### SOURCE
-- -- --

Every game developer who wants to achieve high frame rates across diverse platforms will eventually confront the challenge of optimizing for the CPU and GPU. GameDev, SegmentNext, and WePC have all written extensively about that challenge and the issues involved. There is help at hand, however: detailed, specific recipes available to optimize your game for Intel® hardware. And if you intend to follow those recipes for optimization, you should consider a free tool designed specifically for that purpose – Intel® Graphics Performance Analyzers (Intel® GPA).
Intel GPA offers multiple lines of inquiry to solve bottlenecks by visualizing the execution profile of the tasks in your code. You can view the profile on the entire platform over time, on both the CPU and GPU. This helps you understand task-based issues within your game, enabling you to optimize the computational and rendering tasks so no resources are idle. You can also use the trace data collected during the application run to provide a detailed analysis of how your code executes across all threads, and correlate the CPU workload with that on the GPU.
CPU- and GPU-bound Scenarios
Before we go deeper, here’s a recap of the basics of CPU-bound and GPU-bound scenarios. The CPU always does the main work when an application runs and is built to handle branching and complexity, juggling multiple tasks. The GPU, on the other hand, is designed to process small, bite-sized tasks very efficiently. The CPU sends rendering instructions to the GPU, gift-wrapped for easy computation, and keeps the pipeline moving as frame after frame processes and returns.

-- -- --

### EXTRACTED ENTRIES
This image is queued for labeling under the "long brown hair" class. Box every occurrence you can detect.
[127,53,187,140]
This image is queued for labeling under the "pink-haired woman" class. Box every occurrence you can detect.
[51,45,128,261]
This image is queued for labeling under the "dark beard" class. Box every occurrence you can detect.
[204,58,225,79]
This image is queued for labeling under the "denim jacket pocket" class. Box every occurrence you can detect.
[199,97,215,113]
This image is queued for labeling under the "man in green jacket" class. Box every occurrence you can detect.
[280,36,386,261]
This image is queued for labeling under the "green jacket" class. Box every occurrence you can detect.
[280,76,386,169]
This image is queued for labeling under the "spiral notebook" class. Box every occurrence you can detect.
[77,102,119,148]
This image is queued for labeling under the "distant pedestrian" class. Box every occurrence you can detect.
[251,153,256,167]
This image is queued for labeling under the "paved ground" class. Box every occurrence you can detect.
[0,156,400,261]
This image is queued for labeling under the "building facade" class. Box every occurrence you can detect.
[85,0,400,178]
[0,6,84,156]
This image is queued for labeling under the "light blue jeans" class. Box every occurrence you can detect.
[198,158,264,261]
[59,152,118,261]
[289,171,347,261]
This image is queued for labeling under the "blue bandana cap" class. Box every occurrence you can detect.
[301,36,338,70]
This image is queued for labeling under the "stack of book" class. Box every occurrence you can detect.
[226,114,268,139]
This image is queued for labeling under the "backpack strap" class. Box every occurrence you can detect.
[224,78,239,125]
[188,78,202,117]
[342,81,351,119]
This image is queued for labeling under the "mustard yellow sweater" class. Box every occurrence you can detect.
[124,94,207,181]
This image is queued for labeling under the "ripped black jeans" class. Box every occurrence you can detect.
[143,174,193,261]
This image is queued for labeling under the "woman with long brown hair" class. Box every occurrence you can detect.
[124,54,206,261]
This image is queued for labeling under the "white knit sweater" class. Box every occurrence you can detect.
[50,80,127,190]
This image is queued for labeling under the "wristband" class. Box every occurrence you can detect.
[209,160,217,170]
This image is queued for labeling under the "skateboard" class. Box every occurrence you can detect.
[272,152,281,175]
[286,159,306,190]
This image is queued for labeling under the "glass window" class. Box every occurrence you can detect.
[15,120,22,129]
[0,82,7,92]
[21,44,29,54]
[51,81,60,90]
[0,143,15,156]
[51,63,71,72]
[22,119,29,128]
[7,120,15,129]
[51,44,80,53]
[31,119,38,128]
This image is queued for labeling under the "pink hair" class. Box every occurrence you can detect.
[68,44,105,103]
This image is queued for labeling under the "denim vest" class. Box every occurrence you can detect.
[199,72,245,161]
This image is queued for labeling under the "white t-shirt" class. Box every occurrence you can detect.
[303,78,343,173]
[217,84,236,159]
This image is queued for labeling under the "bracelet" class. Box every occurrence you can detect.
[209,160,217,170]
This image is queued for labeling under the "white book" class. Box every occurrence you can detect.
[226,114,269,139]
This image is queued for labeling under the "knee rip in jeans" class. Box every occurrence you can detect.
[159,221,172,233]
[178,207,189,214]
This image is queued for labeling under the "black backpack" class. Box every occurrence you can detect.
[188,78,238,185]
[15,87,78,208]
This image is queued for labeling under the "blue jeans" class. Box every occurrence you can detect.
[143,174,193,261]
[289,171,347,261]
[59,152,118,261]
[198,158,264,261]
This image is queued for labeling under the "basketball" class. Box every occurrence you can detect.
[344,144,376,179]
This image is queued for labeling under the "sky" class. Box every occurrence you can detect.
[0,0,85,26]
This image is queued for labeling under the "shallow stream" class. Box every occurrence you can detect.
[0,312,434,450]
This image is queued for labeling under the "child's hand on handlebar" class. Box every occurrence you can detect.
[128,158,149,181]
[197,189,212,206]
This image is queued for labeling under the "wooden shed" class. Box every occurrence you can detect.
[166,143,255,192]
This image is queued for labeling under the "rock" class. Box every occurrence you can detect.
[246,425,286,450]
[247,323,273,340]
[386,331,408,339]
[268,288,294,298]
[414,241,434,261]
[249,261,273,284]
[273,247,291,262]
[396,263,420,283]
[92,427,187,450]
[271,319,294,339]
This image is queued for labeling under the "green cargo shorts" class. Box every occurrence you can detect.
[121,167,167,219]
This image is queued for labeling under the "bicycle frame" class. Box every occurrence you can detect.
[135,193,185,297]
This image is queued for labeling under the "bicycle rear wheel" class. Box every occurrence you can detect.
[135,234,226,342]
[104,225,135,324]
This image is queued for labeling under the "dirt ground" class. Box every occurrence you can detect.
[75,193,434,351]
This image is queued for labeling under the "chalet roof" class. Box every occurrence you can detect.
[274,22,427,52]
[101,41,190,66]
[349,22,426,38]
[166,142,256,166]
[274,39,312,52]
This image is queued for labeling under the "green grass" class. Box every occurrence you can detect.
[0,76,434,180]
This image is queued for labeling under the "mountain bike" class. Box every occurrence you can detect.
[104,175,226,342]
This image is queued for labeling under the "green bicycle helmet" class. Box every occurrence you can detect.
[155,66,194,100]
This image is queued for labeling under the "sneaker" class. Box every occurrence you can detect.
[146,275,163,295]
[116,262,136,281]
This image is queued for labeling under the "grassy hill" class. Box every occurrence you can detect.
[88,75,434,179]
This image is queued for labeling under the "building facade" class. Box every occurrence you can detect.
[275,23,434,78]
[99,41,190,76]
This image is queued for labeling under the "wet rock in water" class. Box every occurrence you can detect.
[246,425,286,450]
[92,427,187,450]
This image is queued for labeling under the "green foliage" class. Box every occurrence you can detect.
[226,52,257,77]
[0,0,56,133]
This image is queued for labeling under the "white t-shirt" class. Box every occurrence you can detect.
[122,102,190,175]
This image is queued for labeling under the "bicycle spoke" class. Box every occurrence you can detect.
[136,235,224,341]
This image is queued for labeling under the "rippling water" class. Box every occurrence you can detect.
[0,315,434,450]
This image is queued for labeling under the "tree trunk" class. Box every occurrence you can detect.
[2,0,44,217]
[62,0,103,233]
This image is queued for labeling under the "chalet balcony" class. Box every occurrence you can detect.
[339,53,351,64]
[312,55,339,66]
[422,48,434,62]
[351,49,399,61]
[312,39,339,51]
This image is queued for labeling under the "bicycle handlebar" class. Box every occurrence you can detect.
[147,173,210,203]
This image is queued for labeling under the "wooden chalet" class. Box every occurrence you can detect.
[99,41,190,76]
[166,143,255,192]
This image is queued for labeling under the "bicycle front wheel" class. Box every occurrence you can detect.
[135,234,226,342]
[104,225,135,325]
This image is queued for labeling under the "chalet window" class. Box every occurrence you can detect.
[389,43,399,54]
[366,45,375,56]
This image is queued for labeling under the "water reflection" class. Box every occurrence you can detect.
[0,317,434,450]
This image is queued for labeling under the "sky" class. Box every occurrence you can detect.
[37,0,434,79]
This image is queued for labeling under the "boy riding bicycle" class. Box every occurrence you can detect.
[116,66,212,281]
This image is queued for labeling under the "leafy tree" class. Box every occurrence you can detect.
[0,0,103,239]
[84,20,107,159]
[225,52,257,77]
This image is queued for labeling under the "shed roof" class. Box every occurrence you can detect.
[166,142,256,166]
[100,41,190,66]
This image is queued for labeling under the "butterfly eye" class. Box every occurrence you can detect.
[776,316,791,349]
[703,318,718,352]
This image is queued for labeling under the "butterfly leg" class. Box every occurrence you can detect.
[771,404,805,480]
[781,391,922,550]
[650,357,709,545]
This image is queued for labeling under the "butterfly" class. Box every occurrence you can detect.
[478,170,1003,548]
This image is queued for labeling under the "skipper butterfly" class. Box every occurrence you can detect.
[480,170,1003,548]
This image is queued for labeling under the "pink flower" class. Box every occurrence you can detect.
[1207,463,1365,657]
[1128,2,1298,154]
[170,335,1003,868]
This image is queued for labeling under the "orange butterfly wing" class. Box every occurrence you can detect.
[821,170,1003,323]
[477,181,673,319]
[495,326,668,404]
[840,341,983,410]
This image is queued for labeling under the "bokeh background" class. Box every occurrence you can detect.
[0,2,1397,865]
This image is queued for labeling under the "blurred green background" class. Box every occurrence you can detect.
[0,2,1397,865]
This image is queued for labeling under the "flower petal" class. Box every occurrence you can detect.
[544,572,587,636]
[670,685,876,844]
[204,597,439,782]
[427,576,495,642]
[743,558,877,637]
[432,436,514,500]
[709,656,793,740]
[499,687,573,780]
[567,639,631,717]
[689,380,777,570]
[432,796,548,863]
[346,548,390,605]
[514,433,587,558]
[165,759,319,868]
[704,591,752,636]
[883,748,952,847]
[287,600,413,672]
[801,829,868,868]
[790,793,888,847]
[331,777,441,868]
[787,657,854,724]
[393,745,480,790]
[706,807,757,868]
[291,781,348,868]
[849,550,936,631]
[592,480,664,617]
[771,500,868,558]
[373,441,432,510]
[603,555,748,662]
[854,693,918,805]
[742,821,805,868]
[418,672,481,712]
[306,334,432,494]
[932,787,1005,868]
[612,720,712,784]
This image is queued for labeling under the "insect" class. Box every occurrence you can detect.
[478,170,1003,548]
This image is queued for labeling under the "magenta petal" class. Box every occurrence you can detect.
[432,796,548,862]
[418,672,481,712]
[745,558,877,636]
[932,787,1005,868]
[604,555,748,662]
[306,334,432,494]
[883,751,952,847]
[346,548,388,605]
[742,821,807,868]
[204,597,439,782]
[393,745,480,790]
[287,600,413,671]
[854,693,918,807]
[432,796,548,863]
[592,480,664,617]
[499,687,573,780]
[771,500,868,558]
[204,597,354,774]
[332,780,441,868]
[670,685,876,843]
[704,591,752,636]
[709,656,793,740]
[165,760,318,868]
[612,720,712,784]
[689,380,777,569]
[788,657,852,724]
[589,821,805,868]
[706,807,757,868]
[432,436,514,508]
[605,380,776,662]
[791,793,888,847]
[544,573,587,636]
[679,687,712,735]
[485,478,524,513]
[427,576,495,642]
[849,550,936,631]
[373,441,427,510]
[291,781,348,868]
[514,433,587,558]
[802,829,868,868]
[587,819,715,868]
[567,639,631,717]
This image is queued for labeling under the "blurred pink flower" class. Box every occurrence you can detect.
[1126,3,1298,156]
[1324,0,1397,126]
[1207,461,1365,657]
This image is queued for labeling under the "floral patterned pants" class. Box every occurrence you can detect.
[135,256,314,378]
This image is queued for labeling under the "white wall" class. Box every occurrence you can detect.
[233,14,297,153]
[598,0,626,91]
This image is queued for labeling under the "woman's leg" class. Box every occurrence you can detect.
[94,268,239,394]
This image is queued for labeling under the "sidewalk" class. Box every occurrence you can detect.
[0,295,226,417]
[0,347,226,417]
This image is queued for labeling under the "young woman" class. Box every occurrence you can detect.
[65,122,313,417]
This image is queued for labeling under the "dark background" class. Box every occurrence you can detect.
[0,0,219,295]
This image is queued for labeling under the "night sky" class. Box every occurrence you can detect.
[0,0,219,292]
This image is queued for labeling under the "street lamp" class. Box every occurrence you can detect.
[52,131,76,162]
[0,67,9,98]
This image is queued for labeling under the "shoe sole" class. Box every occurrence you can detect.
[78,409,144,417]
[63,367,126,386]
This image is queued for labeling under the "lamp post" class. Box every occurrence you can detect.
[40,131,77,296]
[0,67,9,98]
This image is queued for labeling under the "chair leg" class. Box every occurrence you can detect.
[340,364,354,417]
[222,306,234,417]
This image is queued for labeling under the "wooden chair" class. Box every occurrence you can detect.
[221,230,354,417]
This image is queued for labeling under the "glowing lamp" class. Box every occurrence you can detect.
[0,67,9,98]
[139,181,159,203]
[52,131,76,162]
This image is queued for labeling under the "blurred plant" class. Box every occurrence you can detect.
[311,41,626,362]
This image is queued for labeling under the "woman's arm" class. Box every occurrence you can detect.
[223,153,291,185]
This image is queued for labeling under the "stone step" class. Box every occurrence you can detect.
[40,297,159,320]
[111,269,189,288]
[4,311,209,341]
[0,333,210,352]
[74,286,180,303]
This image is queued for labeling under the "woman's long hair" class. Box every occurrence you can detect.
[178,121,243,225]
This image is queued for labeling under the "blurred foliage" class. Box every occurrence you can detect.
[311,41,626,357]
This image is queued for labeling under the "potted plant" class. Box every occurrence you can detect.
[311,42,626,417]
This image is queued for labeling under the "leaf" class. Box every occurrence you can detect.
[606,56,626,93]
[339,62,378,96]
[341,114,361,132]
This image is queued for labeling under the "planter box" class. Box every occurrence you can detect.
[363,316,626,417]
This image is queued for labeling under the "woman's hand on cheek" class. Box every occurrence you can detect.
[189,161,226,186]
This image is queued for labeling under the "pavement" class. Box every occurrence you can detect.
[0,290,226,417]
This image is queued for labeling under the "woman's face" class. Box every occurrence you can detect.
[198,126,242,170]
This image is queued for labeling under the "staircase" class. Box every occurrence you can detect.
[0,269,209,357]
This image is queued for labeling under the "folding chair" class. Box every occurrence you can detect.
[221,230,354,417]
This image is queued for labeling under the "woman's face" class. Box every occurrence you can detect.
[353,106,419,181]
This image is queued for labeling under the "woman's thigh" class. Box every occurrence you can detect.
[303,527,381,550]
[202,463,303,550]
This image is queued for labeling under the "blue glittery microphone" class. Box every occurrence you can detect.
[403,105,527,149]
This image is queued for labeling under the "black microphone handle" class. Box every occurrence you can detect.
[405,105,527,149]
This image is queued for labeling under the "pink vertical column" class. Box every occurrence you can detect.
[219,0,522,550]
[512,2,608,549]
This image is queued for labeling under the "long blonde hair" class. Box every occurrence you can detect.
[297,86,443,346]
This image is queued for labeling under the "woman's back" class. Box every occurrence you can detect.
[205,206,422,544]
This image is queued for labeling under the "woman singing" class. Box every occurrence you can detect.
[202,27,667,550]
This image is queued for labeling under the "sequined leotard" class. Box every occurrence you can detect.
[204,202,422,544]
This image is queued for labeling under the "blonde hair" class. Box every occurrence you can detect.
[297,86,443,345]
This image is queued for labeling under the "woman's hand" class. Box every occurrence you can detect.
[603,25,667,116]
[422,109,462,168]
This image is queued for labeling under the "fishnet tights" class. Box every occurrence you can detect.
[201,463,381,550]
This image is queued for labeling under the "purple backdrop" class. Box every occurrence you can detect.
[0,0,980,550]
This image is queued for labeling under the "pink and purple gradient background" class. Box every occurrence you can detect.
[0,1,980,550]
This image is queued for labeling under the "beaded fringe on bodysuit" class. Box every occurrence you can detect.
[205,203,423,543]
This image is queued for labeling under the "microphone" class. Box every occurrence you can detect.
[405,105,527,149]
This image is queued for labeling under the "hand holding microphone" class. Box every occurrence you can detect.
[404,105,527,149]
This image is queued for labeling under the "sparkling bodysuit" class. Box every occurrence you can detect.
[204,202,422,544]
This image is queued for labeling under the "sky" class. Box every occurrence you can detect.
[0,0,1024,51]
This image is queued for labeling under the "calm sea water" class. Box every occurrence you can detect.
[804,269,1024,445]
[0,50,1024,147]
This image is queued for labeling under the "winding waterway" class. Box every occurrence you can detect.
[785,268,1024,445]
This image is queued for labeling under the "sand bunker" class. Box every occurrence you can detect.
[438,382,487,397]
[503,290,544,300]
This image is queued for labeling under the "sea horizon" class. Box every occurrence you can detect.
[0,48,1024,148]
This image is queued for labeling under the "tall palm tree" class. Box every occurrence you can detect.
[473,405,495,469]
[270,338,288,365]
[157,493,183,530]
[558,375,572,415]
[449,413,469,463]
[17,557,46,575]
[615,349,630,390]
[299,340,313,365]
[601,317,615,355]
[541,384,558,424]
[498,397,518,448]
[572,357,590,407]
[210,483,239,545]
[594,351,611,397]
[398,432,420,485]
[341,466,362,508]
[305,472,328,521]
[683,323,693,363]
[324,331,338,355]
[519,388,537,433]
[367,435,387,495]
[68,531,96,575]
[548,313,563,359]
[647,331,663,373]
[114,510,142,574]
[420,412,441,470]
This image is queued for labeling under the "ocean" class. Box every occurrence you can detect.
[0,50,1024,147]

-- -- --

### WORK INSTRUCTIONS
In the Intel GPA article, which three sources are named as having written extensively about optimizing for the CPU and GPU? Answer from the Intel GPA article alone, not the records.

### ANSWER TO THE EXERCISE
GameDev, SegmentNext, and WePC.